* **INSTRUCTIONS FOR THE TASK**: Produce a copy of every line in the records that holds the string "below".

* **INPUT DATA**:
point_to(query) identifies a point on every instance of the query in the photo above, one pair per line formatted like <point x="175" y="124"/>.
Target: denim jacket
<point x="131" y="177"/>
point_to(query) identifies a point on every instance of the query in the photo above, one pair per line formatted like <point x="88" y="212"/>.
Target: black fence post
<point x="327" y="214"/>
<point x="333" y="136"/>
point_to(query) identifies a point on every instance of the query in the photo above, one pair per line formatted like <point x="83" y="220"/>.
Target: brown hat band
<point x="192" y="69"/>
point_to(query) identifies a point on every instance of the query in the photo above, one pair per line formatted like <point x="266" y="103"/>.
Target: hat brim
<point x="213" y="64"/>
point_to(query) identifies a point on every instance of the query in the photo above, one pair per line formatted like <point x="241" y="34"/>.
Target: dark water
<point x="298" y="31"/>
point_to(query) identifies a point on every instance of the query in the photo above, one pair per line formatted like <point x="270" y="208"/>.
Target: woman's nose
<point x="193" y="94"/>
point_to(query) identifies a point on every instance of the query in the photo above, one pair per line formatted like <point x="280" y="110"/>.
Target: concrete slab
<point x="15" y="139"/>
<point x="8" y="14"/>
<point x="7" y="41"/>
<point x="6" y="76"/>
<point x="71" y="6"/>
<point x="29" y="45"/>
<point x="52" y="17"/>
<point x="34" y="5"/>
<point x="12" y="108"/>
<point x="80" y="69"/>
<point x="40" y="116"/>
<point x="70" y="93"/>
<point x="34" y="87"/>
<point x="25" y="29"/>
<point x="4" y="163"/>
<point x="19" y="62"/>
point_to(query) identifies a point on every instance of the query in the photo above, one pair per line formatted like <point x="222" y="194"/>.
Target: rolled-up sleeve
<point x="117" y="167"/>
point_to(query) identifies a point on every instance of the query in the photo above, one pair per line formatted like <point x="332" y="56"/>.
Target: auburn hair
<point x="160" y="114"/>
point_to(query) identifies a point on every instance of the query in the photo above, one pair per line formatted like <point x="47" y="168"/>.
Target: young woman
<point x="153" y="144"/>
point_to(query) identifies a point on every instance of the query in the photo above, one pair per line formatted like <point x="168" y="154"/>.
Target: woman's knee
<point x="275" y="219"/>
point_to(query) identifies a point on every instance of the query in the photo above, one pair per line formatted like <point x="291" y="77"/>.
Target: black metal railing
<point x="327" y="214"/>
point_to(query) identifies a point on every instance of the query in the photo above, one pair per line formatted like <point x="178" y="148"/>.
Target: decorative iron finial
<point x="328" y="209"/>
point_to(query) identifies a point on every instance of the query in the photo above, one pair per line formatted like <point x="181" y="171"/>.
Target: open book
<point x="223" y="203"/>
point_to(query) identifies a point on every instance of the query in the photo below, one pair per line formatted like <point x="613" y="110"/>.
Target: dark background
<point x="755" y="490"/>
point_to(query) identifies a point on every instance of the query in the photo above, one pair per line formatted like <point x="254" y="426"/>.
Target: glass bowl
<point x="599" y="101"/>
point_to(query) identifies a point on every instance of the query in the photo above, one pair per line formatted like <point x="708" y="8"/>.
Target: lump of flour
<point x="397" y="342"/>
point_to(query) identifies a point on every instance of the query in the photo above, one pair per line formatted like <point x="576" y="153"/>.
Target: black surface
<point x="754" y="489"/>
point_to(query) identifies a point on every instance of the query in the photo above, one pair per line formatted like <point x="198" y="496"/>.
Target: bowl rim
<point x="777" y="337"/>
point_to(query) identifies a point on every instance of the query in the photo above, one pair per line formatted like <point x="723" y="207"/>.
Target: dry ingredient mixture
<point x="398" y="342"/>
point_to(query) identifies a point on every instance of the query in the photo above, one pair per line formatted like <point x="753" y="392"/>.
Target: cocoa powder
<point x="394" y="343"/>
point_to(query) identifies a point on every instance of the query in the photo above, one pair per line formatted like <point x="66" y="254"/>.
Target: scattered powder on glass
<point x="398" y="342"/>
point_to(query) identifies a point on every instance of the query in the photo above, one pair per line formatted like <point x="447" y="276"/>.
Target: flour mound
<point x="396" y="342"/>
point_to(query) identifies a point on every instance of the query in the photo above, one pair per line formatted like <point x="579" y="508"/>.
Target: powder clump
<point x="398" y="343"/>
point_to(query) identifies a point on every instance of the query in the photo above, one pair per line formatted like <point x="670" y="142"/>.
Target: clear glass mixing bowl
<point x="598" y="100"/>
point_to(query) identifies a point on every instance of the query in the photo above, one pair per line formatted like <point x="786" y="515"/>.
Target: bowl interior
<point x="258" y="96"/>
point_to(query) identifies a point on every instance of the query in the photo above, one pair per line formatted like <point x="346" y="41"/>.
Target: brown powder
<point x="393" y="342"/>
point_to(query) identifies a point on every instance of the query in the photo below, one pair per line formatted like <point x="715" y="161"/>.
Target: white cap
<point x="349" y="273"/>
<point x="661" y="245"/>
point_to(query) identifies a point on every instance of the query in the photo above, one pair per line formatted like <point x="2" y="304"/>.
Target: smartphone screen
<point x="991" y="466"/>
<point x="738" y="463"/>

* **PROBLEM SOLUTION**:
point_to(query) identifies a point on every instance of the query in the photo below, one pair per line formatted like <point x="613" y="110"/>.
point_to(query) identifies a point on every instance of the query in the photo below, one pair per line formatted like <point x="715" y="161"/>.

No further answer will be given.